YOUR OBJECTIVE ▸
Reproduce the rows below, swapping each occurrence of "paint" for "pigment" and leaving all other text unchanged.

RECORDS FOR THIS TASK ▸
-=-=-=-=-

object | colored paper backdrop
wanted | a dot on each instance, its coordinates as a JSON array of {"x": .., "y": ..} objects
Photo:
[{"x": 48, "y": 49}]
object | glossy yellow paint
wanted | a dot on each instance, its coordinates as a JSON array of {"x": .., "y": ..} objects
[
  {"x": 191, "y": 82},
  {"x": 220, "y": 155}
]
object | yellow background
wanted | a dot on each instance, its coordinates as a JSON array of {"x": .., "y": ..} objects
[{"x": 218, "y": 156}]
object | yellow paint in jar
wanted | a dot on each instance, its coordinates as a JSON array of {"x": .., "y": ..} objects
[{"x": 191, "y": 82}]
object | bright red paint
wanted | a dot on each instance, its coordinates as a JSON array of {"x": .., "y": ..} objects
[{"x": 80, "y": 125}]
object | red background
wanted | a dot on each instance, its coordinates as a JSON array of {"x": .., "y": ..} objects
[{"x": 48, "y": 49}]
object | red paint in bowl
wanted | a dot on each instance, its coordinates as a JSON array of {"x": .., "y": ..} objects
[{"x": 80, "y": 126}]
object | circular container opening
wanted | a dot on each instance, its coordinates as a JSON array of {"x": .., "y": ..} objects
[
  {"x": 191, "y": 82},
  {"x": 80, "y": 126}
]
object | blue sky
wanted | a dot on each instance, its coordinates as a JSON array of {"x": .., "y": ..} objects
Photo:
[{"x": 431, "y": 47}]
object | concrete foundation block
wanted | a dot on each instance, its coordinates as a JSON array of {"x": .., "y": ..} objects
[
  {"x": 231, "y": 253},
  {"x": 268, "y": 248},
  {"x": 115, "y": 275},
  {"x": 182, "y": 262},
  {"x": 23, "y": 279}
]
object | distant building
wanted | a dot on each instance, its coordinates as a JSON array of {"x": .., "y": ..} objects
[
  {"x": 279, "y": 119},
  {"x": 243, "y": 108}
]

-=-=-=-=-

REPLY ▸
object | colored paper backdrop
wanted | a dot on each instance, its coordinates as a JSON array of {"x": .., "y": ..} objects
Photo:
[{"x": 48, "y": 49}]
object | glossy yellow pigment
wanted | a dot on each instance, its coordinates as a JSON array of {"x": .., "y": ..} objects
[
  {"x": 191, "y": 82},
  {"x": 220, "y": 155}
]
object | yellow background
wanted | a dot on each instance, its coordinates as a JSON array of {"x": .., "y": ..} objects
[{"x": 218, "y": 156}]
object | yellow pigment in jar
wanted | a dot on each instance, its coordinates as a JSON array of {"x": .., "y": ..} objects
[{"x": 191, "y": 82}]
object | bright red pigment
wanted | a dot on each instance, its coordinates as a JSON array of {"x": .., "y": ..} objects
[{"x": 80, "y": 125}]
object | red background
wanted | a dot on each instance, its coordinates as a JSON array of {"x": .., "y": ..} objects
[{"x": 48, "y": 49}]
object | red pigment in bowl
wanted | a dot on each instance, its coordinates as a JSON array of {"x": .., "y": ..} objects
[{"x": 80, "y": 126}]
object | circular container opening
wanted | a dot on each instance, its coordinates as a JSON array of {"x": .., "y": ..} objects
[
  {"x": 191, "y": 82},
  {"x": 80, "y": 126}
]
object | blue sky
wanted | a dot on each instance, its coordinates as a JSON array of {"x": .., "y": ..} objects
Photo:
[{"x": 431, "y": 47}]
object | concrete foundation block
wanted | a dot on each instance, its coordinates as a JSON array of {"x": .., "y": ..} objects
[
  {"x": 231, "y": 253},
  {"x": 268, "y": 248},
  {"x": 115, "y": 275},
  {"x": 182, "y": 262},
  {"x": 23, "y": 279}
]
object | distant building
wanted | a dot on each instance, its coordinates as a JSON array of {"x": .., "y": ..} objects
[
  {"x": 279, "y": 119},
  {"x": 243, "y": 108}
]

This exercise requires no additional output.